(PROBLEMS):
A. In the Clifford Charlton biography below, reproduce the passage from "Charlton was born" to "the Leon Lions." word for word.
B. Translate this sentence from the Clifford Charlton biography below into Spanish: "Charlton was born in Tallahassee, Florida in 1965."
C. Continue the biography of Clifford Charlton below, picking up after its final sentence.

━━━ SOURCE EXTRACT ━━━

Clifford Tyrone Charlton (born February 16, 1965) is an American former college and professional football player who was a linebacker in the National Football League (NFL) for two seasons during the late 1980s.  Charlton played college football for the University of Florida, and received All-American honors.  A first-round pick in the 1988 NFL Draft, he played professionally for the NFL's Cleveland Browns.

Early years 

Charlton was born in Tallahassee, Florida in 1965.  He attended Leon High School in Tallahassee, where he was a standout high school football player for the Leon Lions.

College career 

Charlton accepted an athletic scholarship to attend the University of Florida in Gainesville, Florida, and played linebacker for coach Galen Hall's Florida Gators football team from 1984 to 1987.  He was a member of the Gators' best-in-the-Southeastern Conference (SEC) football teams that posted identical 9–1–1 overall win–loss records in 1984 and 1985.  He was also a first-team All-SEC selection in 1986 and 1987, and a first-team All-American and team captain in 1987.  Charlton's fifteen forced fumbles, forty-nine career tackles for a loss and twenty-five quarterback sacks still rank first, fifth and fourth, respectively, on the Gators' all-time career records lists.

━━━ ENTRIES SUPPLIED ━━━

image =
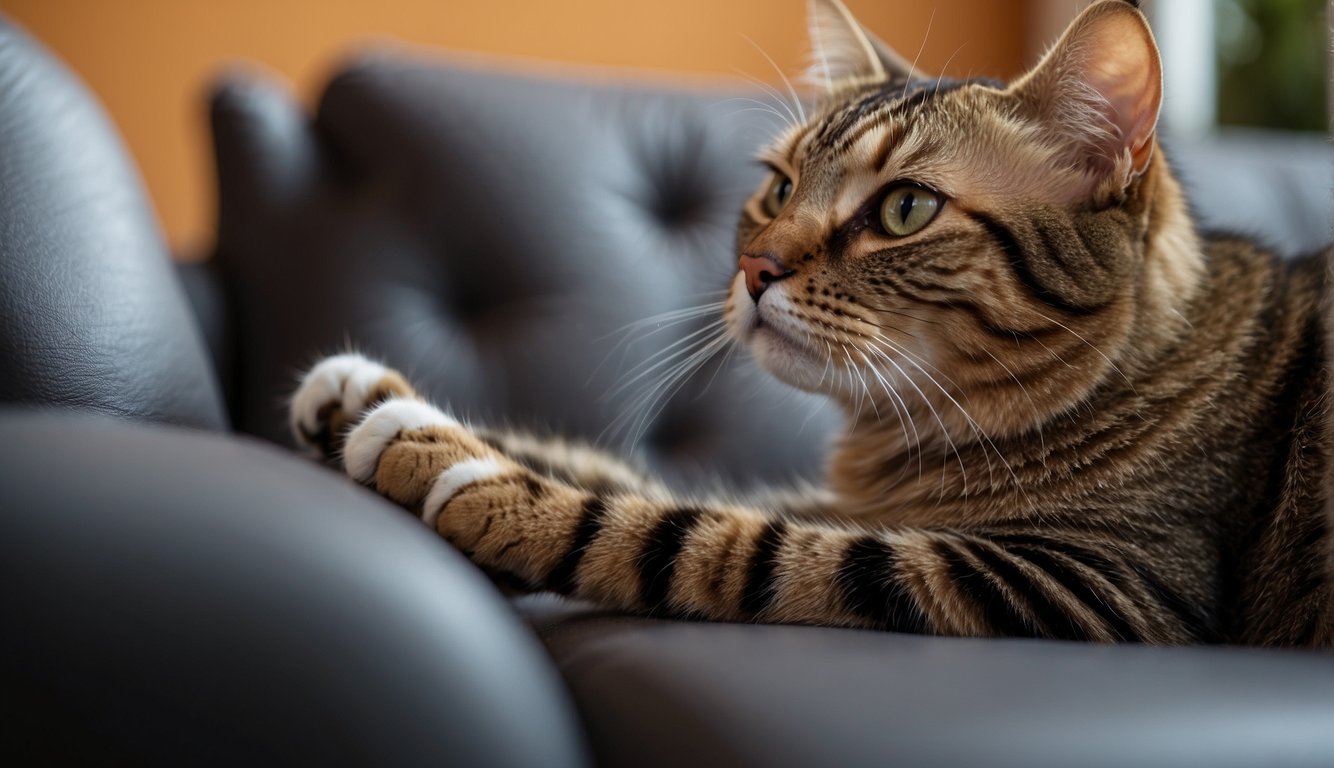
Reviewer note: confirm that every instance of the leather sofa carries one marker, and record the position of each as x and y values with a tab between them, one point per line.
179	587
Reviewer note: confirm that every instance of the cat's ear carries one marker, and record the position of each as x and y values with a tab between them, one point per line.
1099	90
845	51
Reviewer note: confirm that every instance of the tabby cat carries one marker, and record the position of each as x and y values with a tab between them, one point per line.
1110	428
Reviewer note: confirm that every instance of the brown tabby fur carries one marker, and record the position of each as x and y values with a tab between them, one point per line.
1089	423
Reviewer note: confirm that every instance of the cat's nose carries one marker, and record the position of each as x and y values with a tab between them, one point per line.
761	271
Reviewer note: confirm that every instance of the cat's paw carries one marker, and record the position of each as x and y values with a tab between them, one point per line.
418	455
334	395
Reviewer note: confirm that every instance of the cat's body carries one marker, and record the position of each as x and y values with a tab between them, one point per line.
1069	414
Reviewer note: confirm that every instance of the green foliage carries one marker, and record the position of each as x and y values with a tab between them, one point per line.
1271	63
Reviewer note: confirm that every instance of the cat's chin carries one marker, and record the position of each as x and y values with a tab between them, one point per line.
789	360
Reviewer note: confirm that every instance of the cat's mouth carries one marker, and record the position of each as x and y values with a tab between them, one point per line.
785	351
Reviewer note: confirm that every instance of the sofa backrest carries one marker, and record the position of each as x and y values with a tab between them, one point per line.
91	315
494	235
498	238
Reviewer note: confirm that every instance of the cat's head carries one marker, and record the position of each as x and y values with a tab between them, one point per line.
923	239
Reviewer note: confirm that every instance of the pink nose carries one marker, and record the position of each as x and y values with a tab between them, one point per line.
761	271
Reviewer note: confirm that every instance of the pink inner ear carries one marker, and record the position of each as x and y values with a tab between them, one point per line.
1119	62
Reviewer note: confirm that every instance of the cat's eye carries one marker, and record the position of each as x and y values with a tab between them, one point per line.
907	210
778	194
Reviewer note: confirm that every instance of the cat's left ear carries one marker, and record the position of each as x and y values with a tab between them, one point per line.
845	51
1099	91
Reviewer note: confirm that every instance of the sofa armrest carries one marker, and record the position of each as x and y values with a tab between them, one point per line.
176	596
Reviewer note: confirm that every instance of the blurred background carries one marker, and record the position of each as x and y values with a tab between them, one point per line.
1227	62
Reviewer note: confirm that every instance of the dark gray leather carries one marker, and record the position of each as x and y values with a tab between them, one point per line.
176	598
91	316
486	231
679	694
1270	186
494	236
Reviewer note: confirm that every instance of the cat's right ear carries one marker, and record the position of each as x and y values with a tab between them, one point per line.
845	51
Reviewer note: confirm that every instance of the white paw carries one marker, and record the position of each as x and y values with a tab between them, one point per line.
340	382
455	479
374	434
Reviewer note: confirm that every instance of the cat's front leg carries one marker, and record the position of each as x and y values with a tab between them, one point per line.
651	552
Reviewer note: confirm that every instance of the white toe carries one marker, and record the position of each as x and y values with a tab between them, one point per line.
344	379
380	427
455	479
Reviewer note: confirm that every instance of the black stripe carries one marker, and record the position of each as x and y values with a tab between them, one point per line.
1057	622
562	576
1078	587
997	610
1019	262
761	584
1087	558
1195	619
873	588
658	558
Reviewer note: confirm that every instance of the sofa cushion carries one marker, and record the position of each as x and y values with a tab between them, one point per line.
678	694
182	598
91	315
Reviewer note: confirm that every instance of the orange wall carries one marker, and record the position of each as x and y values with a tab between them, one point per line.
150	60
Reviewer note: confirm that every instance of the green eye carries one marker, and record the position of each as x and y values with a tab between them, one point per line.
779	191
907	210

━━━

(RESPONSES FOR EACH TASK):
A.
Charlton was born in Tallahassee, Florida in 1965.  He attended Leon High School in Tallahassee, where he was a standout high school football player for the Leon Lions.

B. Charlton nació en Tallahassee, Florida, en 1965.

C.
Charlton graduated from the University of Florida with a bachelor's degree in psychology in 1988.

Professional career 

Charlton was drafted by the Cleveland Browns in the first round of the 1988 NFL Draft with the 21st overall pick, and he played in thirty-one games for the Browns during the  and  seasons.  As a first round pick, the Browns had high expectations for Charlton.  However, he suffered a severe knee injury that tore the MCL and ACL ligaments of his knee and prematurely ended his professional career.

See also 

 1987 College Football All-America Team
 Florida Gators football, 1980–89
 History of the Cleveland Browns
 List of Cleveland Browns first-round draft picks
 List of Florida Gators football All-Americans
 List of Florida Gators in the NFL Draft
 List of University of Florida alumni

References

Bibliography 

 Carlson, Norm, University of Florida Football Vault: The History of the Florida Gators, Whitman Publishing, LLC, Atlanta, Georgia (2007).  .
 Golenbock, Peter, Go Gators!  An Oral History of Florida's Pursuit of Gridiron Glory, Legends Publishing, LLC, St. Petersburg, Florida (2002).  .
 Hairston, Jack, Tales from the Gator Swamp: A Collection of the Greatest Gator Stories Ever Told, Sports Publishing, LLC, Champaign, Illinois (2002).  .
 McCarthy, Kevin M.,  Fightin' Gators: A History of University of Florida Football, Arcadia Publishing, Mount Pleasant, South Carolina (2000).  .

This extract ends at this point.